About this exercise: Continue the blog post about predicting mouse phenotypes from whole-genome SNP data, starting right after its last sentence.

My post below outlining the possible future of genomics and intelligence made me recall a paper from last fall, Predicting Unobserved Phenotypes for Complex Traits from Whole-Genome SNP Data:
Results from recent genome-wide association studies indicate that for most complex traits, there are many loci that contribute to variation in observed phenotype and that the effect of a single variant (single nucleotide polymorphism, SNP) on a phenotype is small. Here, we propose a method that combines the effects of multiple SNPs to make a prediction of a phenotype that has not been observed. We apply the method to data on mice, using phenotypic and genomic data from some individuals to predict phenotypes in other, either related or unrelated, individuals. We find that correlations between predicted and actual phenotypes are in the range of 0.4 to 0.9. The method also shows that the SNPs used in the prediction appear in regions that are known to contain genes associated with the traits studied. The prediction of unobserved phenotypes from high-density SNP data and appropriate statistical methodology is feasible and can be applied in human medicine, forensics, or artificial breeding programs.

Data shown:

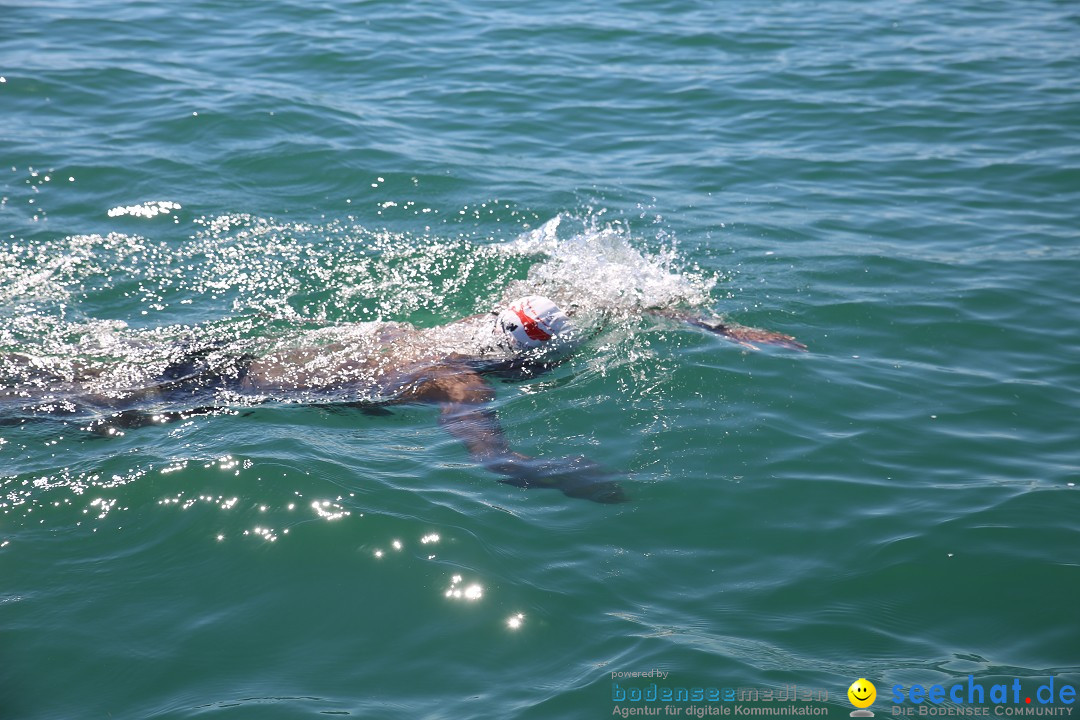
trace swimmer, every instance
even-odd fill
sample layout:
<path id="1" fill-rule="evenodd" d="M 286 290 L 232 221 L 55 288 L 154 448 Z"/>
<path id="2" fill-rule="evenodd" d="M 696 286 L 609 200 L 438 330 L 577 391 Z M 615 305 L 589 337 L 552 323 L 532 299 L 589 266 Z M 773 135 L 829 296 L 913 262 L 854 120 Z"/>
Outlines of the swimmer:
<path id="1" fill-rule="evenodd" d="M 688 323 L 744 347 L 774 344 L 796 350 L 794 338 L 721 323 L 679 310 L 650 314 Z M 565 359 L 580 328 L 550 299 L 529 296 L 501 311 L 432 328 L 405 323 L 359 323 L 306 334 L 305 343 L 285 343 L 260 354 L 203 348 L 170 364 L 154 381 L 120 393 L 94 392 L 94 376 L 51 384 L 56 407 L 112 410 L 91 423 L 102 435 L 121 433 L 193 415 L 220 411 L 222 393 L 238 399 L 287 399 L 359 407 L 379 412 L 407 403 L 437 405 L 440 424 L 460 439 L 475 462 L 522 488 L 555 488 L 572 498 L 612 503 L 625 500 L 609 471 L 583 458 L 532 458 L 512 450 L 490 404 L 487 376 L 529 377 Z M 32 361 L 8 356 L 26 369 Z M 9 396 L 13 393 L 9 392 Z M 362 400 L 354 398 L 361 397 Z M 56 399 L 59 398 L 59 402 Z M 166 403 L 189 409 L 148 411 Z M 208 404 L 207 404 L 208 403 Z M 384 410 L 381 410 L 384 412 Z"/>

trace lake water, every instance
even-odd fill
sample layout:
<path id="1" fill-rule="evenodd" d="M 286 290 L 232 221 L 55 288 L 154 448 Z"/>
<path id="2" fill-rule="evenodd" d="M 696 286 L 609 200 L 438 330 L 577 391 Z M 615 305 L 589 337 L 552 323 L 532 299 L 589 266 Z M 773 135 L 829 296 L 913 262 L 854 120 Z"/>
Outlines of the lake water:
<path id="1" fill-rule="evenodd" d="M 423 405 L 106 438 L 6 400 L 0 718 L 689 717 L 618 702 L 650 683 L 846 717 L 856 678 L 880 717 L 896 684 L 1080 684 L 1076 3 L 0 16 L 0 352 L 119 383 L 192 339 L 606 303 L 494 406 L 631 498 L 502 485 Z"/>

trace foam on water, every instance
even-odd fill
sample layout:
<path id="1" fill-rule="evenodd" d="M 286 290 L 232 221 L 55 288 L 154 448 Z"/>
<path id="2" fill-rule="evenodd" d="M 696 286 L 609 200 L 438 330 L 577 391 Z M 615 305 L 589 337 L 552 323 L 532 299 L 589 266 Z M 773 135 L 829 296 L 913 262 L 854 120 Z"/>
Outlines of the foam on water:
<path id="1" fill-rule="evenodd" d="M 132 207 L 166 204 L 179 210 Z M 715 284 L 681 268 L 673 245 L 650 248 L 595 215 L 558 215 L 508 242 L 244 214 L 192 223 L 181 240 L 112 232 L 3 248 L 0 372 L 9 403 L 72 410 L 87 393 L 122 402 L 192 355 L 213 368 L 240 355 L 301 352 L 297 369 L 274 375 L 272 397 L 310 402 L 313 388 L 348 384 L 348 393 L 321 399 L 377 399 L 387 342 L 413 361 L 483 356 L 489 321 L 434 328 L 525 295 L 554 299 L 584 337 L 606 328 L 599 347 L 609 364 L 633 354 L 625 341 L 643 311 L 706 307 Z M 420 339 L 402 340 L 413 326 Z"/>

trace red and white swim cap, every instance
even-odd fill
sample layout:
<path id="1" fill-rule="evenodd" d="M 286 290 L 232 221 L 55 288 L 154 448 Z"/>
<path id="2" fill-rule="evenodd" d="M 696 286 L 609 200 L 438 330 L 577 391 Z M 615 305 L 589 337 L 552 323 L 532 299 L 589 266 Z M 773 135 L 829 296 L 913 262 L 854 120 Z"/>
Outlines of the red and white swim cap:
<path id="1" fill-rule="evenodd" d="M 540 348 L 566 332 L 570 321 L 554 302 L 538 295 L 518 298 L 499 313 L 491 332 L 501 335 L 515 351 Z"/>

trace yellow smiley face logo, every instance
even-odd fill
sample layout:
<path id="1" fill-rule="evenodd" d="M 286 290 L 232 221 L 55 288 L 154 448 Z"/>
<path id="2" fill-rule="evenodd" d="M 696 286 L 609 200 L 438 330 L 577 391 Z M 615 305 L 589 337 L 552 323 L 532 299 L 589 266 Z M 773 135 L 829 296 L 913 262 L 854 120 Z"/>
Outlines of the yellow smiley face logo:
<path id="1" fill-rule="evenodd" d="M 877 697 L 877 688 L 866 678 L 859 678 L 848 688 L 848 699 L 855 707 L 869 707 Z"/>

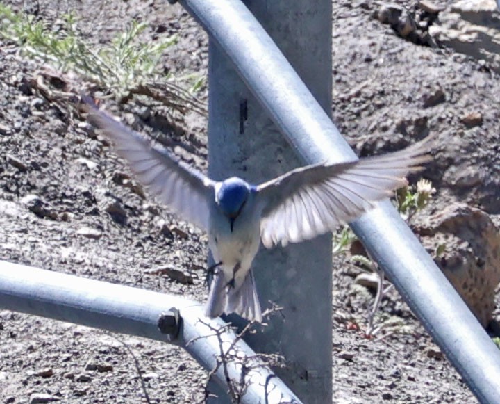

Answer space:
The number of QTLs for the traits here is rather small, on the order of 15. Here's some interesting numbers:
For the data set on mice (~2200 individuals and ~10,000 SNP), it took ~15 minutes with a single CPU (~2 GHz), which compares favourably to a number of other computing strategies on the same data set...Assuming that computing time increases linearly with the number of individuals and markers, the method would run within one week even if the data set was large (e.g. 10,000 individuals with 1,000,000 SNPs). More time may be required to adequately monitor convergence, however parallel computing strategies would be useful here...Therefore, the methods described in this study can scale up to much larger data sets.
There's obviously a big difference between 2,200 mice and 2,200 humans. And it looks like these traits had relatively big effect loci controlling the variation, with moderate to very high heritabilities (~0.50 to almost 1.0).